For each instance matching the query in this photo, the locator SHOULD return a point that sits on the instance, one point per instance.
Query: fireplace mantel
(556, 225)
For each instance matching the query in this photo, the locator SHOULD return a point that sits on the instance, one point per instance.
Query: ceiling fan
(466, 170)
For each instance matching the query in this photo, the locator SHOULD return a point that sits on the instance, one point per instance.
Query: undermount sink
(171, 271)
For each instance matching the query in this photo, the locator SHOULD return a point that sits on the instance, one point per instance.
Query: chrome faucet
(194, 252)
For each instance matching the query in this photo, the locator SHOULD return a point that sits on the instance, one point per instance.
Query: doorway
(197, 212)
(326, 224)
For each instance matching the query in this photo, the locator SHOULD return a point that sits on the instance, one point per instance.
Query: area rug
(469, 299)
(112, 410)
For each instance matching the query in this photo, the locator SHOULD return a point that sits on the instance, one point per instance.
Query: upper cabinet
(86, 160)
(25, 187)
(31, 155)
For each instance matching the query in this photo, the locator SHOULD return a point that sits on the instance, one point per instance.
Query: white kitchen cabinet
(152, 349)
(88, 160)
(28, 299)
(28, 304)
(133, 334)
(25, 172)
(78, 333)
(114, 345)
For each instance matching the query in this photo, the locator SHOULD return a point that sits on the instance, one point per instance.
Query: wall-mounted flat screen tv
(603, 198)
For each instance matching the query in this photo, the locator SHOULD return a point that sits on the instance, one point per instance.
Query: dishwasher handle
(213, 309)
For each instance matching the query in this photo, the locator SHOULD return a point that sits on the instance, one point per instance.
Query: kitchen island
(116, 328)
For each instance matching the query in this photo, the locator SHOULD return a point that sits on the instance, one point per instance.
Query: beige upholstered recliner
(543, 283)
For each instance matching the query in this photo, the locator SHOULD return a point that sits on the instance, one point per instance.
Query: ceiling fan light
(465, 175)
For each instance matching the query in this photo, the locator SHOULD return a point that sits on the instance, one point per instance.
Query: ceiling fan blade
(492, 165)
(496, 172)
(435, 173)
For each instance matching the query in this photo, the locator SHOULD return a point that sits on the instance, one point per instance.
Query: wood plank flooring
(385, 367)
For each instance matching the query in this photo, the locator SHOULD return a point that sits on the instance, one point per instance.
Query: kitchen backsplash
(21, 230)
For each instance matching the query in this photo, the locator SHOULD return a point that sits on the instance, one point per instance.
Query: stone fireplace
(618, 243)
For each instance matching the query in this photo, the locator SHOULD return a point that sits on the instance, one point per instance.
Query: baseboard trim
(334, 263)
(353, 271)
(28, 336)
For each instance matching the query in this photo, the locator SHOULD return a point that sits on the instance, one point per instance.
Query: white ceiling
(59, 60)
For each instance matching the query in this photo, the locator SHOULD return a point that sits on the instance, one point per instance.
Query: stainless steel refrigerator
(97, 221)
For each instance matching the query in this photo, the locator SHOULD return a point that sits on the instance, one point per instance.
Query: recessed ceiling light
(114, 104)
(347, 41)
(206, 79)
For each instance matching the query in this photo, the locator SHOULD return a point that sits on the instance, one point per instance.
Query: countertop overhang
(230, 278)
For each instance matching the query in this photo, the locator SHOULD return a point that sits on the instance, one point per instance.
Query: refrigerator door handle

---

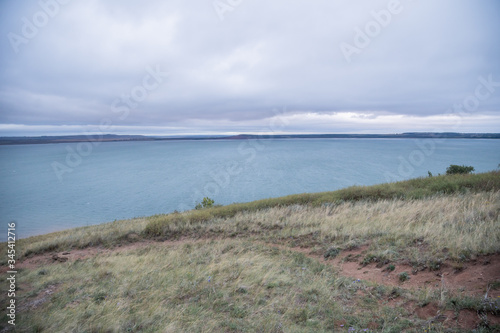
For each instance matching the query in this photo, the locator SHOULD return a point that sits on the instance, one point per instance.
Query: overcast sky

#### THE TASK:
Count the lines in the entries above that contain the string "white", matching case exactly, and give only the number.

#### TASK RESPONSE:
2